● **What is asked**: Continue the JackCalDF documentation shown below, starting right after its last sentence.

● **Selected passage**:
<<<<
JackCalDF {Frames2}R Documentation

Confidence intervals for dual frame calibration estimator based on jackknife method

Description

Calculates confidence intervals for dual frame calibration estimator using jackknife procedure

Usage

JackCalDF(ysA, ysB, piA, piB, domainsA, domainsB, N_A = NULL, N_B = NULL, 
N_ab = NULL, xsAFrameA = NULL, xsBFrameA = NULL, xsAFrameB = NULL, 
xsBFrameB = NULL, xsT = NULL, XA = NULL, XB = NULL, X = NULL, met = "linear", 
conf_level, sdA = "srs", sdB = "srs", strA = NULL, strB = NULL, clusA = NULL,
clusB = NULL, fcpA = FALSE, fcpB = FALSE)

Arguments

ysA

A numeric vector of length nA or a numeric matrix or data frame of dimensions nA x c containing information about variable of interest from s_A.

ysB

A numeric vector of length nB or a numeric matrix or data frame of dimensions nB x c containing information about variable of interest from s_B.

piA

A numeric vector of length nA or a square numeric matrix of dimension nA containing first order or first and second order inclusion probabilities for units included in s_A.

piB

A numeric vector of length nB or a square numeric matrix of dimension nB containing first order or first and second order inclusion probabilities for units included in s_B.

domainsA

A character vector of size nA indicating the domain each unit from s_A belongs to. Possible values are "a" and "ab".

domainsB

A character vector of size nB indicating the domain each unit from s_B belongs to. Possible values are "b" and "ba".

N_A

(Optional) A numeric value indicating the size of frame A

N_B

(Optional) A numeric value indicating the size of frame B

N_ab

(Optional) A numeric value indicating the size of the overlap domain

xsAFrameA

(Optional) A numeric vector of length nA or a numeric matrix or data frame of dimensions nA x m_A, with m_A the number of auxiliary variables in frame A, containing auxiliary information in frame A for units included in s_A.
>>>>
● **Provided material**:
<<<<
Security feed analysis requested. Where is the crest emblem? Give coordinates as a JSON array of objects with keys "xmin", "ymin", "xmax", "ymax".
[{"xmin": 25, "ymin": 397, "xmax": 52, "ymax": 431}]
>>>>
● **Expected answer**:
xsBFrameA

(Optional) A numeric vector of length nB or a numeric matrix or data frame of dimensions nB x m_A, with m_A the number of auxiliary variables in frame A, containing auxiliary information in frame A for units included in s_B. For units in domain b, these values are 0.

xsAFrameB

(Optional) A numeric vector of length nA or a numeric matrix or data frame of dimensions nA x m_B, with m_B the number of auxiliary variables in frame B, containing auxiliary information in frame B for units included in s_A. For units in domain a, these values are 0.

xsBFrameB

(Optional) A numeric vector of length nB or a numeric matrix or data frame of dimensions nB x m_B, with m_B the number of auxiliary variables in frame B, containing auxiliary information in frame B for units included in s_B.

xsT

(Optional) A numeric vector of length n or a numeric matrix or data frame of dimensions n x m_T, with m_T the number of auxiliary variables in both frames, containing auxiliary information for all units in the entire sample s = s_A \cup s_B.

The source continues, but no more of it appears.